═══ DATA RECORDS

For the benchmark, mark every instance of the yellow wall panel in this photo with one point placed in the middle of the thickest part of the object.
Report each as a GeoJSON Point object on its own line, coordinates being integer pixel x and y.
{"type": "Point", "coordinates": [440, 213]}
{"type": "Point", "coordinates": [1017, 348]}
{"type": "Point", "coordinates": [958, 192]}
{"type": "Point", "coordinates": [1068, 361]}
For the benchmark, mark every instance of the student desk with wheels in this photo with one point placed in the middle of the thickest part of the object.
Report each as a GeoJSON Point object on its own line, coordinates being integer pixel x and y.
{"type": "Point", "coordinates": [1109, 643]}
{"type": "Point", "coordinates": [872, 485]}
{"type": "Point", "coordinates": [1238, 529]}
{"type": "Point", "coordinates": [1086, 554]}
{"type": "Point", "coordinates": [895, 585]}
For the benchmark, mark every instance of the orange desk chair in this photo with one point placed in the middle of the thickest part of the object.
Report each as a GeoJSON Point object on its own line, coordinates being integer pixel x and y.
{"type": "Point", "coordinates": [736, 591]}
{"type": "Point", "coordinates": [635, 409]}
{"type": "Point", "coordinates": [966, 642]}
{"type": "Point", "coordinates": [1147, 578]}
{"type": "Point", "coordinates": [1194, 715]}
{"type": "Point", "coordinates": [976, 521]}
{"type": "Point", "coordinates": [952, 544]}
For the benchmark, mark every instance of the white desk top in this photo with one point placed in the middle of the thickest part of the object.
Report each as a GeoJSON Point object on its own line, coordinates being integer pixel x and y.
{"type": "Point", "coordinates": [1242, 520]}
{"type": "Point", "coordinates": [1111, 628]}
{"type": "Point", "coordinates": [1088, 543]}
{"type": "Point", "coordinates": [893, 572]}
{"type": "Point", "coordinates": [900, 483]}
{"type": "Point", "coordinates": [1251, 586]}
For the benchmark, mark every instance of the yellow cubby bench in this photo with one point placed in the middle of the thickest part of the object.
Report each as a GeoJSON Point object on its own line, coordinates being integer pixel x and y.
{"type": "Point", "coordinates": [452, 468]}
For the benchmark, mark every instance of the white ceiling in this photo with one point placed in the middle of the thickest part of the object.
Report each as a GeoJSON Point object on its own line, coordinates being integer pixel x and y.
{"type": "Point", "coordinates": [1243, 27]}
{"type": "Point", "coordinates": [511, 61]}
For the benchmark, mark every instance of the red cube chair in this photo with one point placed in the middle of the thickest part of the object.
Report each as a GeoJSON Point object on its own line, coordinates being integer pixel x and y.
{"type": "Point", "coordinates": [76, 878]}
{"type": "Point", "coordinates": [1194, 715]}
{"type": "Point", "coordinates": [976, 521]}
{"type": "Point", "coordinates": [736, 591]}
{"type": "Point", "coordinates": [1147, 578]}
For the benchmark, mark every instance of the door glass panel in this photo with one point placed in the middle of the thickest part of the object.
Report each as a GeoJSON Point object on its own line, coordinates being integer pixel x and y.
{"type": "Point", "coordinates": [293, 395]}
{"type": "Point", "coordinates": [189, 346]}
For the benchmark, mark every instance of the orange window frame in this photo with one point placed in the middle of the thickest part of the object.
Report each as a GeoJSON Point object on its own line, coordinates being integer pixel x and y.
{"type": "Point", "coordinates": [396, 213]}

══════

WHAT IS BEING ASKED → Convert these lines into a Markdown table with two columns, "No." and "Text", where each row holds a row number and one line. Leave out any blank lines.

EXERCISE OUTPUT →
| No. | Text |
|---|---|
| 1 | For the benchmark, mark every instance of the yellow wall panel in this photo with one point placed in the middle of the thickest part of the object. |
| 2 | Report each as a GeoJSON Point object on its own line, coordinates being integer pixel x and y. |
| 3 | {"type": "Point", "coordinates": [440, 213]} |
| 4 | {"type": "Point", "coordinates": [1017, 348]} |
| 5 | {"type": "Point", "coordinates": [958, 192]} |
| 6 | {"type": "Point", "coordinates": [1068, 361]} |
| 7 | For the benchmark, mark every instance of the student desk with wheels in this photo with one point placed in the middle of the thickest part of the object. |
| 8 | Report each as a GeoJSON Point object on its own line, coordinates being integer pixel x and y. |
| 9 | {"type": "Point", "coordinates": [1109, 643]} |
| 10 | {"type": "Point", "coordinates": [872, 485]} |
| 11 | {"type": "Point", "coordinates": [1238, 529]} |
| 12 | {"type": "Point", "coordinates": [1086, 554]} |
| 13 | {"type": "Point", "coordinates": [895, 585]} |
| 14 | For the benchmark, mark every instance of the orange desk chair in this photo with one point placed in the middle of the thickest part of the object. |
| 15 | Report each as a GeoJSON Point object on its own line, coordinates being integer pixel x and y. |
| 16 | {"type": "Point", "coordinates": [736, 591]} |
| 17 | {"type": "Point", "coordinates": [635, 409]} |
| 18 | {"type": "Point", "coordinates": [966, 642]} |
| 19 | {"type": "Point", "coordinates": [1147, 578]} |
| 20 | {"type": "Point", "coordinates": [1194, 715]} |
| 21 | {"type": "Point", "coordinates": [976, 521]} |
| 22 | {"type": "Point", "coordinates": [952, 544]} |
| 23 | For the benchmark, mark every instance of the white desk top in this photo with one point placed in the middle of the thickest part of the object. |
| 24 | Report each as a GeoJSON Point object on its own line, coordinates being integer pixel x and y. |
| 25 | {"type": "Point", "coordinates": [1242, 520]} |
| 26 | {"type": "Point", "coordinates": [1111, 628]} |
| 27 | {"type": "Point", "coordinates": [1088, 543]} |
| 28 | {"type": "Point", "coordinates": [893, 572]} |
| 29 | {"type": "Point", "coordinates": [900, 483]} |
| 30 | {"type": "Point", "coordinates": [1251, 586]} |
| 31 | For the benchmark, mark every instance of the yellow cubby bench in this photo with one point placed in the middle of the thickest part of the object. |
| 32 | Report each as a GeoJSON Point object on its own line, coordinates being integer pixel x and y. |
| 33 | {"type": "Point", "coordinates": [452, 468]} |
| 34 | For the benchmark, mark every instance of the white ceiling in this photo with one point placed in the middle of the thickest part of the object. |
| 35 | Report each as a GeoJSON Point object on its own line, coordinates being integer pixel x and y. |
| 36 | {"type": "Point", "coordinates": [1243, 27]} |
| 37 | {"type": "Point", "coordinates": [511, 61]} |
| 38 | For the benchmark, mark every instance of the red cube chair in this photo with one point placed in the middle of the thickest part of the object. |
| 39 | Report each as a GeoJSON Point object on its own line, coordinates being integer pixel x and y. |
| 40 | {"type": "Point", "coordinates": [76, 878]} |
| 41 | {"type": "Point", "coordinates": [1194, 715]} |
| 42 | {"type": "Point", "coordinates": [976, 521]} |
| 43 | {"type": "Point", "coordinates": [736, 591]} |
| 44 | {"type": "Point", "coordinates": [1147, 578]} |
| 45 | For the benchmark, mark every instance of the door glass panel in this photo with one point placed in the middle of the thickest part of the object. |
| 46 | Report each as a GeoJSON Point object on its own line, coordinates being integer pixel x and y. |
| 47 | {"type": "Point", "coordinates": [293, 395]} |
| 48 | {"type": "Point", "coordinates": [189, 346]} |
| 49 | For the benchmark, mark every instance of the orange window frame in this photo with one point placed in the middle of the thickest part of the object. |
| 50 | Report each as a GeoJSON Point object on its own line, coordinates being integer pixel x and y. |
| 51 | {"type": "Point", "coordinates": [396, 213]} |